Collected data
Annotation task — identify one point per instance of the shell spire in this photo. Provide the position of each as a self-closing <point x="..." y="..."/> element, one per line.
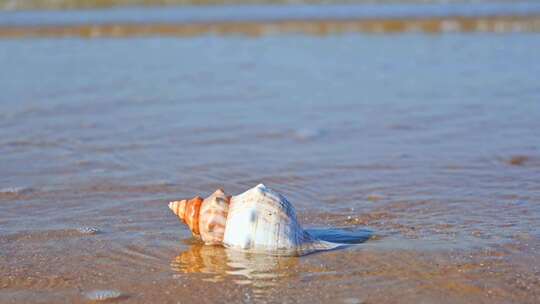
<point x="205" y="217"/>
<point x="188" y="211"/>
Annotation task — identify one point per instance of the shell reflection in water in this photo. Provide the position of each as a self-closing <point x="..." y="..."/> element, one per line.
<point x="219" y="263"/>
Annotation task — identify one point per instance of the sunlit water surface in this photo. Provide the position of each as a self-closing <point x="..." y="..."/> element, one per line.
<point x="429" y="143"/>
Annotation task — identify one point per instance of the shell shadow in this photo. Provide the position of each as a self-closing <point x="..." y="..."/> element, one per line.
<point x="347" y="236"/>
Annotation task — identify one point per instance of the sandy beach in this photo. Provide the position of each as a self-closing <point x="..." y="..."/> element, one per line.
<point x="425" y="140"/>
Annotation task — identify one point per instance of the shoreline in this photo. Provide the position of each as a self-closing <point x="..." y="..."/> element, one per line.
<point x="495" y="24"/>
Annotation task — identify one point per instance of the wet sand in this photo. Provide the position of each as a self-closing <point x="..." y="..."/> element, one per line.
<point x="428" y="143"/>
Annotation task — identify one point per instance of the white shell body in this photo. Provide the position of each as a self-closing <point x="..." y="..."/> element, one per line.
<point x="263" y="220"/>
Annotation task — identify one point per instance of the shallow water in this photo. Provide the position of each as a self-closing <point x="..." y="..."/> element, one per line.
<point x="428" y="143"/>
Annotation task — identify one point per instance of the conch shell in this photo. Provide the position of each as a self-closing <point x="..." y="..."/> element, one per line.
<point x="258" y="220"/>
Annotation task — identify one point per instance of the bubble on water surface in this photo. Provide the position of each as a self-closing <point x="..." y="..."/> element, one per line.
<point x="104" y="295"/>
<point x="16" y="190"/>
<point x="88" y="230"/>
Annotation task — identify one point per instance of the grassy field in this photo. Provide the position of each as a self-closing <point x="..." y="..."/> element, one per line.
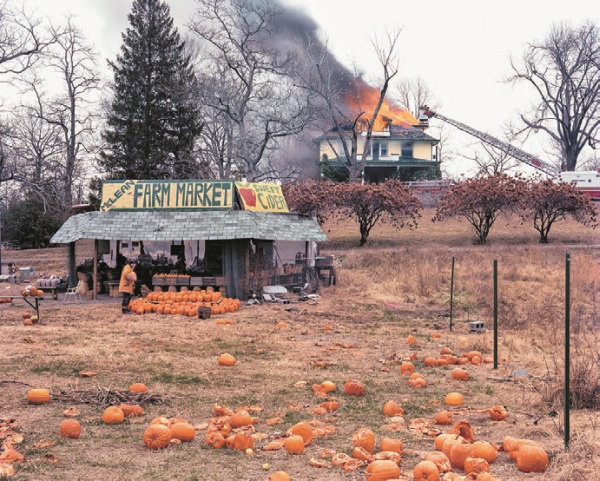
<point x="398" y="285"/>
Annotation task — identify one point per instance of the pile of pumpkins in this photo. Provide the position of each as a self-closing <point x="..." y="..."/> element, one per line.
<point x="184" y="303"/>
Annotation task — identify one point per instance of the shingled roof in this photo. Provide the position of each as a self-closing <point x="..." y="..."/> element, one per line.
<point x="192" y="225"/>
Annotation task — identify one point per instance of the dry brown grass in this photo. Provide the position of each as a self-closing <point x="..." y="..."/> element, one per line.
<point x="397" y="285"/>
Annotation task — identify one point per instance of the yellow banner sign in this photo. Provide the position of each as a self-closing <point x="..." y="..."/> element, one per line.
<point x="167" y="194"/>
<point x="261" y="197"/>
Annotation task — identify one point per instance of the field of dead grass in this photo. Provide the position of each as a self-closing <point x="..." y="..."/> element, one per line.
<point x="396" y="286"/>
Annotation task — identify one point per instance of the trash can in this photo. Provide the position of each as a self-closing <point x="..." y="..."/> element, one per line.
<point x="26" y="273"/>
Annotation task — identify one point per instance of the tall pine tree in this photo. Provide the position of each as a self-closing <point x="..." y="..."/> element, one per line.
<point x="153" y="123"/>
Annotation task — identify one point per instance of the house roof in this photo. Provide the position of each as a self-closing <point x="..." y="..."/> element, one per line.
<point x="396" y="132"/>
<point x="191" y="225"/>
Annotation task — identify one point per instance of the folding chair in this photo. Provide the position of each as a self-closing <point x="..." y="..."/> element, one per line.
<point x="73" y="293"/>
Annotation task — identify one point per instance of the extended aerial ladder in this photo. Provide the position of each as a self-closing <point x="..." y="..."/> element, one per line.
<point x="491" y="140"/>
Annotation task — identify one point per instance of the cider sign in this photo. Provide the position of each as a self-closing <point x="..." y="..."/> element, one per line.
<point x="261" y="197"/>
<point x="167" y="195"/>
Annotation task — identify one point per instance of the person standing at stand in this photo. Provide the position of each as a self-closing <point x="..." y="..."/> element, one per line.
<point x="127" y="283"/>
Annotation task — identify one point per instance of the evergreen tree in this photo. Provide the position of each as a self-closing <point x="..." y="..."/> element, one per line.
<point x="153" y="123"/>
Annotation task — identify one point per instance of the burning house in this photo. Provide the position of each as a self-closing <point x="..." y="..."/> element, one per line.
<point x="397" y="146"/>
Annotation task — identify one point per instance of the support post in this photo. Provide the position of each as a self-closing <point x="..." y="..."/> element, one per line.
<point x="71" y="268"/>
<point x="567" y="393"/>
<point x="452" y="295"/>
<point x="495" y="314"/>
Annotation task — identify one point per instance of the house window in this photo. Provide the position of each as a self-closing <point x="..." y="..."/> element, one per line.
<point x="378" y="149"/>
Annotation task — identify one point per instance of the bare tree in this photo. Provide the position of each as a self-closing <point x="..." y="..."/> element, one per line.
<point x="69" y="114"/>
<point x="563" y="70"/>
<point x="247" y="88"/>
<point x="413" y="93"/>
<point x="345" y="102"/>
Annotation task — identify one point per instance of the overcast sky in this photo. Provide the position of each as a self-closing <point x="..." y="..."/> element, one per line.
<point x="461" y="48"/>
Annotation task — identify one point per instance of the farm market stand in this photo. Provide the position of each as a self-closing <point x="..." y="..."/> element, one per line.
<point x="188" y="234"/>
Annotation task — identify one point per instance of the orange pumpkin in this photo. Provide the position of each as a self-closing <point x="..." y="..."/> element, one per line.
<point x="454" y="399"/>
<point x="476" y="466"/>
<point x="294" y="444"/>
<point x="443" y="417"/>
<point x="240" y="419"/>
<point x="183" y="431"/>
<point x="303" y="429"/>
<point x="426" y="471"/>
<point x="532" y="459"/>
<point x="215" y="440"/>
<point x="130" y="410"/>
<point x="497" y="413"/>
<point x="157" y="436"/>
<point x="391" y="408"/>
<point x="391" y="444"/>
<point x="113" y="415"/>
<point x="464" y="429"/>
<point x="485" y="450"/>
<point x="407" y="368"/>
<point x="440" y="460"/>
<point x="459" y="453"/>
<point x="70" y="428"/>
<point x="226" y="360"/>
<point x="38" y="396"/>
<point x="460" y="374"/>
<point x="365" y="438"/>
<point x="382" y="470"/>
<point x="353" y="387"/>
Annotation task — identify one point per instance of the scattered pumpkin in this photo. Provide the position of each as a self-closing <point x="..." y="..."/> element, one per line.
<point x="532" y="459"/>
<point x="497" y="413"/>
<point x="382" y="470"/>
<point x="70" y="428"/>
<point x="454" y="399"/>
<point x="426" y="471"/>
<point x="476" y="466"/>
<point x="460" y="374"/>
<point x="131" y="410"/>
<point x="157" y="436"/>
<point x="391" y="444"/>
<point x="443" y="417"/>
<point x="113" y="415"/>
<point x="391" y="408"/>
<point x="302" y="429"/>
<point x="463" y="429"/>
<point x="183" y="431"/>
<point x="459" y="454"/>
<point x="485" y="450"/>
<point x="365" y="438"/>
<point x="294" y="444"/>
<point x="38" y="396"/>
<point x="407" y="368"/>
<point x="440" y="460"/>
<point x="226" y="360"/>
<point x="353" y="387"/>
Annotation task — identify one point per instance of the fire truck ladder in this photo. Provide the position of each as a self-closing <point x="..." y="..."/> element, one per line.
<point x="491" y="140"/>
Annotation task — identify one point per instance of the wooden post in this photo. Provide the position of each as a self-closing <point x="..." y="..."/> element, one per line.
<point x="95" y="274"/>
<point x="567" y="392"/>
<point x="452" y="294"/>
<point x="495" y="314"/>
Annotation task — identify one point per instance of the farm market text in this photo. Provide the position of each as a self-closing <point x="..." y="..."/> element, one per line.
<point x="174" y="194"/>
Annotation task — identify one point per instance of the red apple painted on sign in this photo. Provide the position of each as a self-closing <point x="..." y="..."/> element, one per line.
<point x="249" y="196"/>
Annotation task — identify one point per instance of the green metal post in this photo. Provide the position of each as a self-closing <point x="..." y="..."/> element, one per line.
<point x="495" y="314"/>
<point x="567" y="350"/>
<point x="452" y="294"/>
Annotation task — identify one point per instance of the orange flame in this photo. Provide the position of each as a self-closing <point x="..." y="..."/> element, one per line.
<point x="365" y="99"/>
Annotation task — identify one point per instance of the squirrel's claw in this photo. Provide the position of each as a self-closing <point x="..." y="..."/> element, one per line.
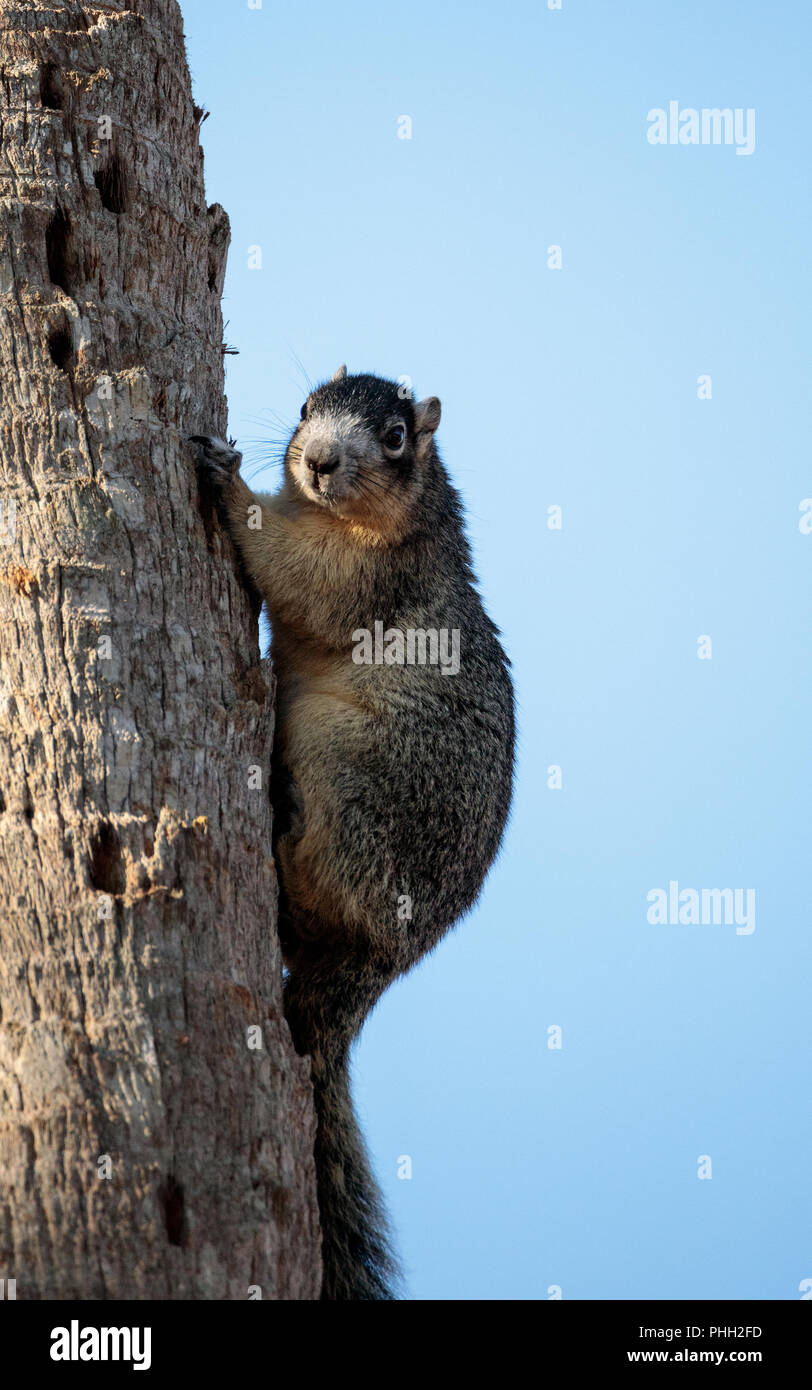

- WORK ORDER
Only the lines from the one containing "farm market text" through the last line of the data above, both included, belong in the reply, each restated exactly and without pictures.

- YOUR SOLUTION
Annotation task — identify one point per instance of the farm market text in this photo. Provide the position of each as a self-closing <point x="..." y="..."/> element, one per line.
<point x="174" y="194"/>
Annotation task — identify one point per instance of the red apple painted on sign in this photo. Provide the position of each as a self-closing <point x="..." y="..."/> element, one per line.
<point x="249" y="196"/>
Annotation task — identify one point per instance of the green metal post in this photo. Provide the position of each as a self-closing <point x="..." y="..."/> element, one per line.
<point x="495" y="314"/>
<point x="567" y="350"/>
<point x="452" y="294"/>
Annotation task — identify one point per instance of the orange flame in this photo. Provide the position of each as a self-closing <point x="..." y="..."/> element, one per line.
<point x="365" y="99"/>
Annotation task — identify one point per instance of the squirrel's claw in this photo. Provide the position of each as a self-closing <point x="..." y="..."/> element, one per line.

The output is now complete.